Restate the entries below word for word, leaving nothing out.

Raw data Block Start

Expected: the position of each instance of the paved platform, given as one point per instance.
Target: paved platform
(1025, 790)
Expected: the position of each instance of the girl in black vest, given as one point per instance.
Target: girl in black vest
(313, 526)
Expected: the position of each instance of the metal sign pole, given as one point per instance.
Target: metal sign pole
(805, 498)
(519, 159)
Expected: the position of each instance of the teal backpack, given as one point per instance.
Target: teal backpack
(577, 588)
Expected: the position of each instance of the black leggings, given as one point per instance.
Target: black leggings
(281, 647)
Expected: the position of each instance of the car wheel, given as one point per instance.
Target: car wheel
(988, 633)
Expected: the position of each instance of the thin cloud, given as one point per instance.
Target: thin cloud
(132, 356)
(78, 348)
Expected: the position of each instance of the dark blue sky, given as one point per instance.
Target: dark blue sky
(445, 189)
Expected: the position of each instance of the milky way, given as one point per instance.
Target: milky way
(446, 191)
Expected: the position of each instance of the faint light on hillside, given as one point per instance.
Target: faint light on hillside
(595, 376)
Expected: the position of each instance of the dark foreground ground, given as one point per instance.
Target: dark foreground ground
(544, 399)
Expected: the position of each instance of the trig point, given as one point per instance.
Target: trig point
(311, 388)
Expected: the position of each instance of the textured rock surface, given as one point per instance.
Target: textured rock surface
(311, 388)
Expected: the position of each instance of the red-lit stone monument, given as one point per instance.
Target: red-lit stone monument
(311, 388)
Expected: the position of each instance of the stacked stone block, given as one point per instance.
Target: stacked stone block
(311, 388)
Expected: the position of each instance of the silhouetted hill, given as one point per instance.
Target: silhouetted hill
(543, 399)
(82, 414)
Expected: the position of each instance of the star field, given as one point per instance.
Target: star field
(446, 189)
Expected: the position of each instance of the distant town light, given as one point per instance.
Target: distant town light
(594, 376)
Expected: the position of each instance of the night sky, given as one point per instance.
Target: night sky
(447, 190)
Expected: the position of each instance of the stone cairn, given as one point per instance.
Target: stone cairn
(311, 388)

Raw data Block End

### Task output:
Expected: the position of each instance of the paved platform, given as one point per instance.
Target: paved platform
(1025, 790)
Expected: the position of each instance of the girl in black vest, given as one point per instance.
Target: girl in black vest
(313, 526)
Expected: the position of each instance of the metal sign pole, given as one point per instance.
Target: metal sign pole
(805, 498)
(519, 159)
Expected: the position of each instance of the teal backpack, given as one point per instance.
Target: teal backpack
(577, 588)
Expected: the position of each instance of the black leggings, given as one point per instance.
Target: black leggings
(281, 647)
Expected: the position of each instance of the car wheel, given as one point per instance.
Target: car wheel
(988, 633)
Expected: the position of each instance of the thin cloud, given as one point per instance.
Target: thin cloud
(132, 356)
(78, 348)
Expected: the position of each instance of the dark blue sky, given as one point per instance.
Target: dark blue sky
(445, 189)
Expected: the position of each instance of the milky way, given as one point per instance.
Target: milky way
(446, 191)
Expected: the position of each instance of the faint light on hillside, given as one point per instance.
Target: faint light on hillside
(595, 376)
Expected: the position of each instance of the dark foreground ground, given as one point per instance.
Target: dark foreground ground
(544, 399)
Expected: the position of each instance of the trig point, given as one point per instance.
Target: trig point
(311, 388)
Expected: the position of each instance of the textured rock surface, given as one point per instance.
Target: textured rock surface
(311, 388)
Expected: the position of each instance of the red-lit stone monument, given as one point per instance.
Target: red-lit stone monument
(311, 388)
Expected: the position of each instance of the stacked stone block, given as one point per instance.
Target: stacked stone block
(311, 388)
Expected: the position of each instance of the silhouetted hill, given as one point per instance.
Target: silhouetted hill
(543, 399)
(82, 414)
Expected: the position of each instance of the star field, given as one point per instance.
Target: star field
(446, 189)
Expected: the position of each instance of the distant town light, given as one point per instance.
Target: distant town light
(594, 376)
Expected: the position of each instance of the night sky, given as one point per instance.
Target: night sky
(447, 190)
Expected: the position of each instance of the stone cairn, given as one point per instance.
Target: stone cairn
(311, 388)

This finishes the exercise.